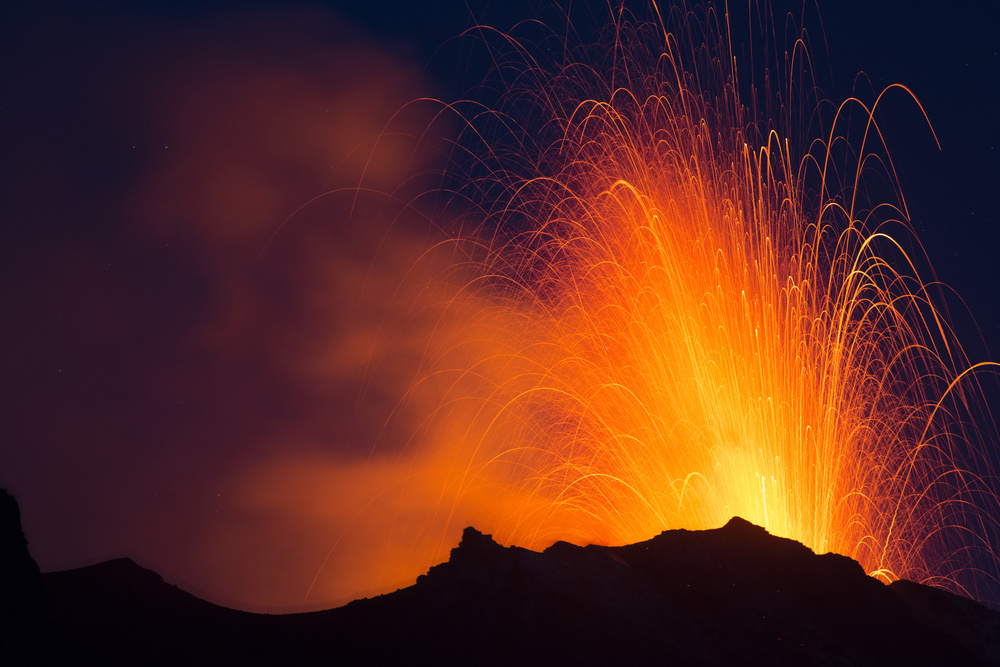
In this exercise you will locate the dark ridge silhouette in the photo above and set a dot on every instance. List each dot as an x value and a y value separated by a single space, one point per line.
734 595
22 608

--

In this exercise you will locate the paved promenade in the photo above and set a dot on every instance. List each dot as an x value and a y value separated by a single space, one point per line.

---

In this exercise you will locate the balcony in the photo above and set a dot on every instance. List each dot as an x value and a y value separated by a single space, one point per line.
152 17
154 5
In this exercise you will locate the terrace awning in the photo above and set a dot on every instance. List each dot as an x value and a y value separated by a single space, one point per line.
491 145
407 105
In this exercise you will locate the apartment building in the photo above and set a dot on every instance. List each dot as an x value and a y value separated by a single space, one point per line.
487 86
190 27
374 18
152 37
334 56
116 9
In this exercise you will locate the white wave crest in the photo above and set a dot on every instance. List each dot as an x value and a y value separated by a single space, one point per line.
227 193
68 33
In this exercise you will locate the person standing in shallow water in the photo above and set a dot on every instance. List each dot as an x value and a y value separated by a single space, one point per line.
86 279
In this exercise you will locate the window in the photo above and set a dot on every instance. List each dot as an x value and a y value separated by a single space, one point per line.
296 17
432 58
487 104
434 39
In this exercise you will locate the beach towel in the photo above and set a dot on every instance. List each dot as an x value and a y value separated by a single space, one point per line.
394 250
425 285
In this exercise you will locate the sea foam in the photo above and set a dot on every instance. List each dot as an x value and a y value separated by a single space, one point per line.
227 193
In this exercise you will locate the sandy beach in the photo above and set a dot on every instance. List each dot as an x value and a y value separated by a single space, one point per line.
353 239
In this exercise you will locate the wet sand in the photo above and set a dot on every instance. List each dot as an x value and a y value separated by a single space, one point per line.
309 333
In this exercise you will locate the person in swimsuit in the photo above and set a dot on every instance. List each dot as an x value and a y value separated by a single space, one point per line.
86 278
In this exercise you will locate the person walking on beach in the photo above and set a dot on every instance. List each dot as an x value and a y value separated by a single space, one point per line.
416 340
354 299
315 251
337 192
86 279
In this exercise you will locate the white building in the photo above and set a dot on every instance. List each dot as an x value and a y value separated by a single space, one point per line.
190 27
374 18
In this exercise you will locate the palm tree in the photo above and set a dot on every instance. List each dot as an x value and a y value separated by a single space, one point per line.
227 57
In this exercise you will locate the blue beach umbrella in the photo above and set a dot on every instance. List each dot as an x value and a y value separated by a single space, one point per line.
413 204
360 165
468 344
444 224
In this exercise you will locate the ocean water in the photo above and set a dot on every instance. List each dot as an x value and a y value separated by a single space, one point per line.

Request ▸ Copy word for word the lines running from the line with "In this exercise you will locate the blue" to the line with "In this exercise you will locate the ocean", including both of those lines.

The solution ▸
In this exercise you will locate the blue beach umbrella in the photo above and set a dot on every instance. List each dot as an x value and a y value separated by a single space, one point per line.
413 204
360 165
468 344
444 224
In this exercise you will locate the ocean water in the photo above and set a dot on every instance. List each dot as an x value and a y value separated by a single space, one point per line.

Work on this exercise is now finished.